=== RECORDS PROVIDED ===

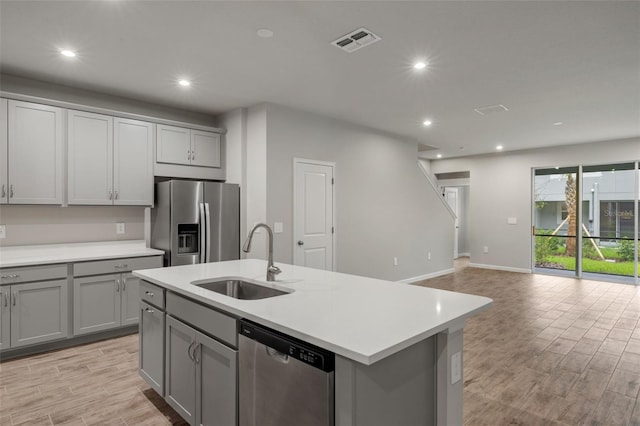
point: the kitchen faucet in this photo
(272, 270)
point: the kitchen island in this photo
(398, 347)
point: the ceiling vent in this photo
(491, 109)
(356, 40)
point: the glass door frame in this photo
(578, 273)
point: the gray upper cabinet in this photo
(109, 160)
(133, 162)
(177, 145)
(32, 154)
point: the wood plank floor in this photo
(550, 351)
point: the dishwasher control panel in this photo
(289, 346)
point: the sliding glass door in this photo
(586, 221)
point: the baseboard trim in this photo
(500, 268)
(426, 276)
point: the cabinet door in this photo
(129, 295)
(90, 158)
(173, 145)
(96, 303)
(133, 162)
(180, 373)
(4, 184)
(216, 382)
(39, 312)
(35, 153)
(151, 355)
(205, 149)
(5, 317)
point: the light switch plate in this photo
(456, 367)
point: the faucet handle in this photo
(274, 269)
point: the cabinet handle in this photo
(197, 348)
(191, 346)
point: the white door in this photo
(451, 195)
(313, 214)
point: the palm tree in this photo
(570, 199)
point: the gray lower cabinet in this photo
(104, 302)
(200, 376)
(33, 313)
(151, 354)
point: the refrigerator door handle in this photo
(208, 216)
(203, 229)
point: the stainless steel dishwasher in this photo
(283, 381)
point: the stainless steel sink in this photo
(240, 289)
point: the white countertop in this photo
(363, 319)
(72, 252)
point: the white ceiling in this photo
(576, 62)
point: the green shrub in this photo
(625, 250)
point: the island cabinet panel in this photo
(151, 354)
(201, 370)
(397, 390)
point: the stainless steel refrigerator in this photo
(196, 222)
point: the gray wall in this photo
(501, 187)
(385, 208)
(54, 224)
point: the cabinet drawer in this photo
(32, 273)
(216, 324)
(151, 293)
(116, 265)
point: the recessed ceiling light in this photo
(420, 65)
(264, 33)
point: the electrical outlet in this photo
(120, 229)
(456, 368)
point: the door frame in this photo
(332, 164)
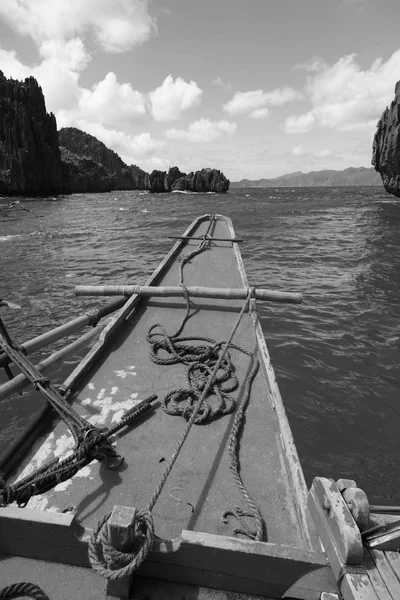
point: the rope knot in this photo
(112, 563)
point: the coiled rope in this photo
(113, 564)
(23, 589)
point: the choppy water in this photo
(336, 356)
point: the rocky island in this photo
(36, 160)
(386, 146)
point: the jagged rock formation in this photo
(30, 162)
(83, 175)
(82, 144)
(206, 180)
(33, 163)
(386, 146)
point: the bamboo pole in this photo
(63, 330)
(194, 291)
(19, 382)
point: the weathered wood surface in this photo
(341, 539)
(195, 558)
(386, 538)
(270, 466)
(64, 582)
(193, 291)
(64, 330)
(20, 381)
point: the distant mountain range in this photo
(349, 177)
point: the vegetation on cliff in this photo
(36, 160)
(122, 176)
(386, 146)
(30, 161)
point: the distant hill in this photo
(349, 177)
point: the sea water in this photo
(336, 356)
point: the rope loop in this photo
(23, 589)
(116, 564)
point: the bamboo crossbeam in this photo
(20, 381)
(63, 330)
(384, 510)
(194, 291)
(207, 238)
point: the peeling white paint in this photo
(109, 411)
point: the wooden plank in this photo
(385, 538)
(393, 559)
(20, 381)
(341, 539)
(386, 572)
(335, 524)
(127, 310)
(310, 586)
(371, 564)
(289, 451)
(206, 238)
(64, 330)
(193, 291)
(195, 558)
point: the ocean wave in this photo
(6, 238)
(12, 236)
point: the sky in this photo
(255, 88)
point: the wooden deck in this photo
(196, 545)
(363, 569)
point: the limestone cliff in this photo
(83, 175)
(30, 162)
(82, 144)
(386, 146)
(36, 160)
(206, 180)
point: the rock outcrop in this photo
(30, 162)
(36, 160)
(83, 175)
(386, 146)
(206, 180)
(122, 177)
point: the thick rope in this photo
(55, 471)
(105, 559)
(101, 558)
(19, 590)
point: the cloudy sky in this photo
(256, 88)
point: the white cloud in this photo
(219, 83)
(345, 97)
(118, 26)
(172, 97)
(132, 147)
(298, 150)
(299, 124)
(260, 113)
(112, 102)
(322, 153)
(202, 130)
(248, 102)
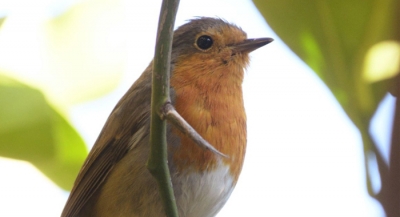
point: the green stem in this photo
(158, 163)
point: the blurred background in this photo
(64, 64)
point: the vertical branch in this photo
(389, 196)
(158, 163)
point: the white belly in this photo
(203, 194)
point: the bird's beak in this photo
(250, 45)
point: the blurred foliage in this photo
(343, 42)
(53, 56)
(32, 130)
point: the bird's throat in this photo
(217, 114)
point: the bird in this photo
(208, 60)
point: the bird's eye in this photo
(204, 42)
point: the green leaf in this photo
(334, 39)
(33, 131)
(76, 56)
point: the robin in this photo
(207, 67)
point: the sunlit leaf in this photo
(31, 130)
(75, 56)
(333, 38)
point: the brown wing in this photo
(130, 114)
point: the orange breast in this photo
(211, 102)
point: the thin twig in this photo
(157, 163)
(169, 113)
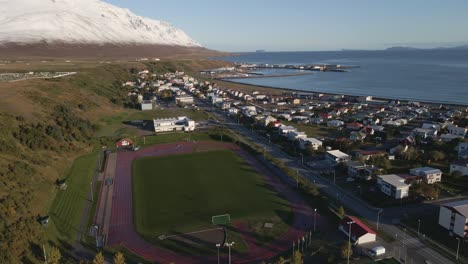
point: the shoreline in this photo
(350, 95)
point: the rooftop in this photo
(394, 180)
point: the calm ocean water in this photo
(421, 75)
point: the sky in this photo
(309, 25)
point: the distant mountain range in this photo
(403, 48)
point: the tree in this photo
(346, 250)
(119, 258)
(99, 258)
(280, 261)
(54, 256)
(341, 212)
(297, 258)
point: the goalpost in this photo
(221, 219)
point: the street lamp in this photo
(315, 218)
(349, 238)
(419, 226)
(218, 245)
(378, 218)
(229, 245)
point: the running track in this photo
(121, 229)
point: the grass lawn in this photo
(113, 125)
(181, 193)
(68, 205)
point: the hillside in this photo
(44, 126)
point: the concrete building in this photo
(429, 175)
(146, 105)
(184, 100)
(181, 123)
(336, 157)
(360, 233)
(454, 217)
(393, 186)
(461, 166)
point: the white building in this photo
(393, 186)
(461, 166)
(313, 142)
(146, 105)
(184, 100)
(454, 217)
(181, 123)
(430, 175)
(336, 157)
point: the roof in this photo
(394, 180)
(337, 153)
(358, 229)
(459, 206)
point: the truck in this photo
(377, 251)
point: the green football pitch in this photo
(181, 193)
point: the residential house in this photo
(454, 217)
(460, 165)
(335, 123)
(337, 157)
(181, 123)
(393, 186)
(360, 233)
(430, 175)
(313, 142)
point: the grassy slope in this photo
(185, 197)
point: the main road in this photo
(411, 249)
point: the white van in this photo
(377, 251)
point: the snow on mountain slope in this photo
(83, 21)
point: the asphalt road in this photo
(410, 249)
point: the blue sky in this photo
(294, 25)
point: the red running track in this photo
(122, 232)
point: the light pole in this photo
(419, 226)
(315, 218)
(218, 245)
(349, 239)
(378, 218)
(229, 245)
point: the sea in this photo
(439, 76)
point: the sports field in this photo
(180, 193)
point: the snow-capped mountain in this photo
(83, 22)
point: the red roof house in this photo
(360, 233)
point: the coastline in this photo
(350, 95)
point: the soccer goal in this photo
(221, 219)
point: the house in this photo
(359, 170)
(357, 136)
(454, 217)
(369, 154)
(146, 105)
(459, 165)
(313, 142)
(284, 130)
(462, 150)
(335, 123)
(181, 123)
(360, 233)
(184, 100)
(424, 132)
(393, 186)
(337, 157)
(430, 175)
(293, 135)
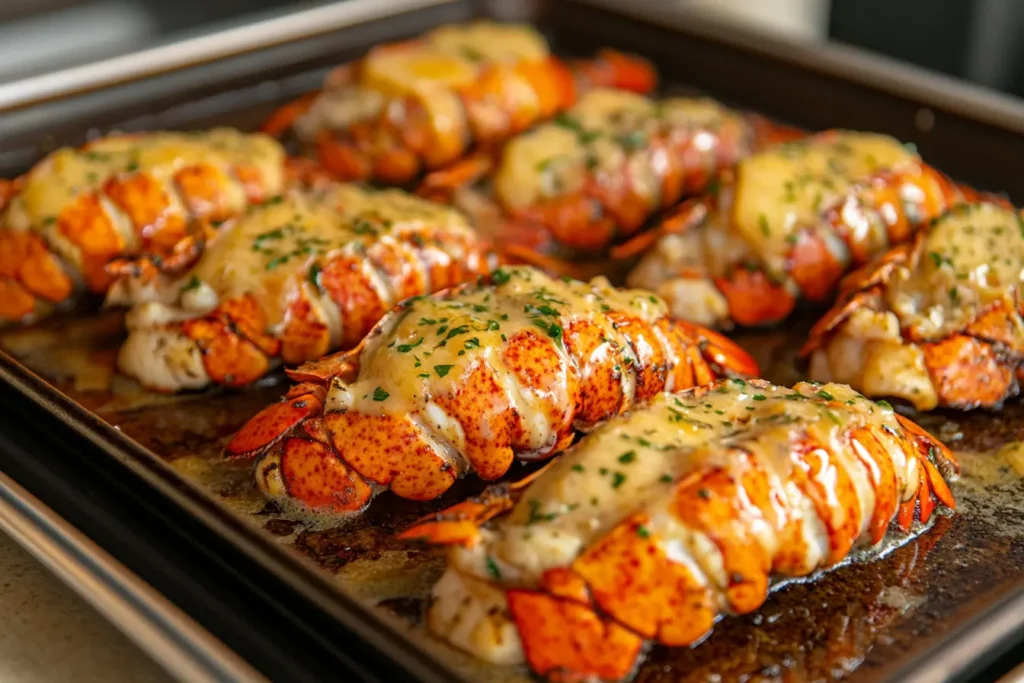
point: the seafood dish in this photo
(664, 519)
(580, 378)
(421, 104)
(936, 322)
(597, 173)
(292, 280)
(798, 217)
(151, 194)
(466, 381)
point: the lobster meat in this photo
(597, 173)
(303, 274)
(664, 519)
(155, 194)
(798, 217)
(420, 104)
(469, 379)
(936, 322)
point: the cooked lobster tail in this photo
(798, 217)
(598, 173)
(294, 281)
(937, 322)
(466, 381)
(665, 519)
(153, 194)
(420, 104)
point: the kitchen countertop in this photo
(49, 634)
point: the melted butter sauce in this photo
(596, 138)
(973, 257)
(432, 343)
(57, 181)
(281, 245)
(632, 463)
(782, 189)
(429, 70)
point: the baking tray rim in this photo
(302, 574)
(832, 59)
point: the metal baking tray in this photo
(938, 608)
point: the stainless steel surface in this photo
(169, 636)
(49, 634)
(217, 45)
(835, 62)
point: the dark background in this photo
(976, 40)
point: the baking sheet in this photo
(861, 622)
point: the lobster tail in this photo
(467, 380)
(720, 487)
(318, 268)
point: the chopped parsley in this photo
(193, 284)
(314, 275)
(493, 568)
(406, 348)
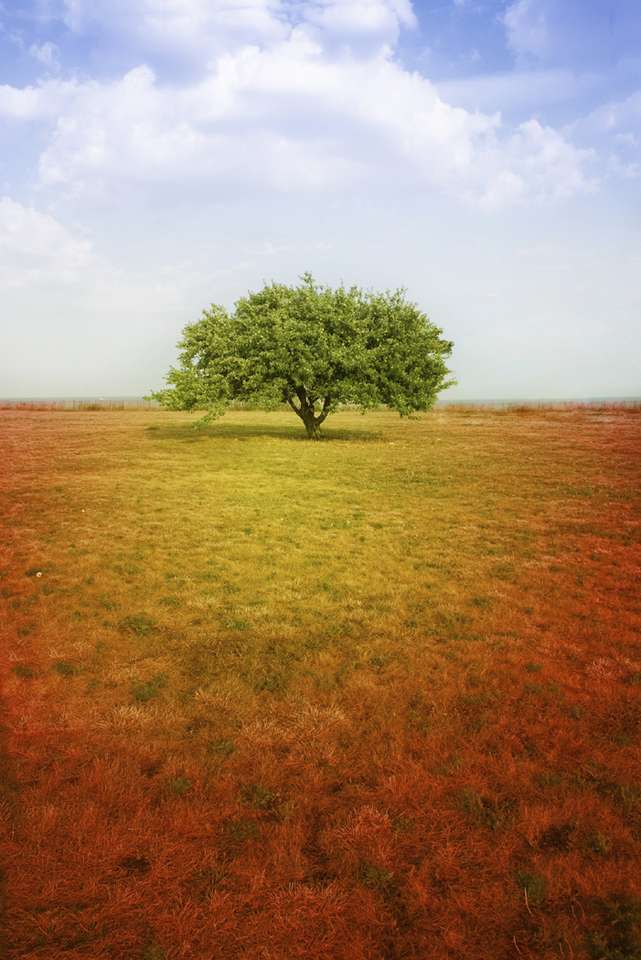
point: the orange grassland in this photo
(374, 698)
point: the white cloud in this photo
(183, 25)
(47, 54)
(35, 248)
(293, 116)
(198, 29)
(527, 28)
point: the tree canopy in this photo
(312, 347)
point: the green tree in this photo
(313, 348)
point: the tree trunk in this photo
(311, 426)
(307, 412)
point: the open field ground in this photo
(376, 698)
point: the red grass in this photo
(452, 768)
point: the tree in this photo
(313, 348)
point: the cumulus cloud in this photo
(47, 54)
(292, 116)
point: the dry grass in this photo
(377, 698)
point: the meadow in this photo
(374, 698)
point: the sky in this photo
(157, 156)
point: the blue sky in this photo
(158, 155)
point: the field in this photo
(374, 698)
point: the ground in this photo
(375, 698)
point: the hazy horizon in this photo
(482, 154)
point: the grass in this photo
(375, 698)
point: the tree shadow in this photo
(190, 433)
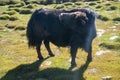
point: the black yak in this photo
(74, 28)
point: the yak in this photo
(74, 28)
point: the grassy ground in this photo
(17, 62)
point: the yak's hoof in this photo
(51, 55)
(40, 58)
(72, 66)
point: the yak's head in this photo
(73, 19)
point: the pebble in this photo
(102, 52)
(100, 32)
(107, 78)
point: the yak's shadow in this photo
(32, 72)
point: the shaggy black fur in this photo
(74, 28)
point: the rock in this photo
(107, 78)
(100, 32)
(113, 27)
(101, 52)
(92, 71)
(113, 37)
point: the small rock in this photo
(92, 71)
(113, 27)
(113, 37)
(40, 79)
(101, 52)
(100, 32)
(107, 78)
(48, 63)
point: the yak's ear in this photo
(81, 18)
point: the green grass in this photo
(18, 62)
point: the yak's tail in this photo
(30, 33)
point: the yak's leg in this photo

===

Give again every line of the material from the line containing "point: the yak's hoof in this photo" down to the end, not only the coordinate lines, and shift each coordinate by adding 98 to both of its numbers.

- WRITTEN REPLY -
point: the yak's hoof in this photo
(149, 153)
(138, 156)
(170, 164)
point: the yak's head in this photo
(171, 117)
point: the pebble in this photo
(200, 150)
(198, 130)
(205, 176)
point: the yak's shadow in this photo
(130, 170)
point: the shaggy black fur in this photo
(172, 126)
point: the rock in this photo
(205, 176)
(198, 130)
(211, 125)
(199, 150)
(190, 169)
(211, 135)
point: the small rock in this photo
(190, 169)
(211, 125)
(211, 135)
(138, 177)
(199, 150)
(198, 130)
(205, 176)
(146, 161)
point: the yak's ear in this photo
(179, 116)
point: the green grass in this photo
(116, 160)
point: the yak's tail in this photo
(128, 131)
point: the yak's leg in this photo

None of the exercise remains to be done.